● **Directive**
Here are some records. Copy each one exactly.

● **Record excerpts**
· · ·
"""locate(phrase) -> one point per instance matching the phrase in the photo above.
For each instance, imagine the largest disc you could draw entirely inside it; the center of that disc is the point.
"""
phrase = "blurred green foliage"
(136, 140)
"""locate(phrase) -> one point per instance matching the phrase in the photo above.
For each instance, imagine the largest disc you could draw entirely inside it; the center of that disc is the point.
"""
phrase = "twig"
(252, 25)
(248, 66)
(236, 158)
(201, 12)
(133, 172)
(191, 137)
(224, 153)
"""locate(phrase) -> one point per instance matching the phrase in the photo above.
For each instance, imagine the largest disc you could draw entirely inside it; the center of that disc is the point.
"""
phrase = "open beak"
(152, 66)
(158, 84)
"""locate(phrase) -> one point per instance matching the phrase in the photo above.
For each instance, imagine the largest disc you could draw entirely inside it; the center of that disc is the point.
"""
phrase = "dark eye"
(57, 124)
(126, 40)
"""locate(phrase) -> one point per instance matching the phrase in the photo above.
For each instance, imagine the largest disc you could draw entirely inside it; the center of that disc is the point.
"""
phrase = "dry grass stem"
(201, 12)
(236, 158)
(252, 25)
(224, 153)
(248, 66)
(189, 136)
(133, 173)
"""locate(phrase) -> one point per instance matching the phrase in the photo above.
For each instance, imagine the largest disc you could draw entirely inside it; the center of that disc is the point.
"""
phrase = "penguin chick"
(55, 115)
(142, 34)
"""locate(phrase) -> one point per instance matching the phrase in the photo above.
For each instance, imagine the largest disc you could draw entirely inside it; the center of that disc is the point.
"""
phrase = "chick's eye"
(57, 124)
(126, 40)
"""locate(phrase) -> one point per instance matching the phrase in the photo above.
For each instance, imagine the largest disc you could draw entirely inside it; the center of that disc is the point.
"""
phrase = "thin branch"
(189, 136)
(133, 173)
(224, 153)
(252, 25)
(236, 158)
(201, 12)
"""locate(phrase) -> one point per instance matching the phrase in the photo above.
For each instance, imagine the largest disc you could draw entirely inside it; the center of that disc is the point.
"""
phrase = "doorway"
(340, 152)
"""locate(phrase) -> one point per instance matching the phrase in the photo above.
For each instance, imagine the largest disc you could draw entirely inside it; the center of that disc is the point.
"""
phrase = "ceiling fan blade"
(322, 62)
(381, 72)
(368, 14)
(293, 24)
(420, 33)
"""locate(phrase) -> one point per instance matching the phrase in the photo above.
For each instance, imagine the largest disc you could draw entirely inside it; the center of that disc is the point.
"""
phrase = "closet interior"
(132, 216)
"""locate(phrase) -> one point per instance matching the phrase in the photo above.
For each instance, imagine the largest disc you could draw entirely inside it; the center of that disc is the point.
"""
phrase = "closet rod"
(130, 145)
· · ·
● **Written response**
"""locate(phrase) -> one point per instance matching the phrase in the photo above.
For each instance, imagine the largest disc you could draw entirely inside it; the center of that disc is the point.
"""
phrase = "blurred green foliage"
(136, 140)
"""locate(phrase) -> one point per instance matching the phrase in the photo above.
For each instance, imagine the largest disc you could draw entirely inside it; the center of that disc is the point.
"""
phrase = "twig"
(252, 25)
(248, 66)
(236, 158)
(201, 12)
(133, 172)
(191, 137)
(224, 153)
"""locate(phrase) -> one point per instance matching the phrase in the photo above.
For each instance, imagine the largest disc you could draw entirely inside it; the center of that disc is the point.
"""
phrase = "open beak"
(152, 66)
(158, 84)
"""locate(phrase) -> one point per instance matching the phrase in the photo above.
For each instance, imagine the largest disc you could draw entirely inside it; the center of that disc is the point.
"""
phrase = "dark eye"
(57, 124)
(126, 40)
"""locate(phrase) -> one point per instance matching the phrase in the photo above.
For each instance, imagine the largest disc you could draw entirely inside it; the center of that disc is the point.
"""
phrase = "dry grass stem"
(201, 12)
(236, 158)
(252, 25)
(224, 153)
(248, 66)
(189, 136)
(133, 173)
"""locate(phrase) -> one point per instance matching the phrase in the photo above.
For each instance, imagine the largest disc you could draw entirely inside it; the center of that disc is the point.
"""
phrase = "penguin chick"
(55, 115)
(142, 34)
"""locate(phrase) -> one point per instance matching the phrase in the photo above.
For each instance, imagine the largest disc you could draw entirely inside it; the center of that disc is the point.
"""
phrase = "chick's eye"
(57, 124)
(126, 40)
"""locate(phrase) -> one point per instance matching the phrase in the photo above.
For each instance, imagine the largest disc you could draw entirely inside it; the center of that disc is the point.
"""
phrase = "thin branch"
(189, 136)
(133, 173)
(224, 153)
(252, 25)
(236, 158)
(201, 12)
"""locate(phrase) -> one point per instance matching the phrase in the photo above.
For each instance, imagine the largest disc you could draw entirely inside it; the center of that disc is the point.
"""
phrase = "doorway"
(340, 152)
"""locate(phrase) -> one point per instance matching the phrase in the photo above.
For each instance, imagine the largest disc you could draw entirely inside it; the center of that disc is the point.
"""
phrase = "ceiling fan blade"
(322, 62)
(381, 72)
(368, 14)
(293, 24)
(420, 33)
"""locate(phrase) -> one point per instance matching the phrase in the photo above.
For each instance, imagine the largest disc you could draw entirely inside it; the center of that disc is the point.
"""
phrase = "closet interior"
(132, 216)
"""locate(phrase) -> one point per instance matching the phrase in the photo above.
For each instance, imagine the largest disc you could draw entirely inside it; the center of that disc is the point.
"""
phrase = "closet rod"
(130, 145)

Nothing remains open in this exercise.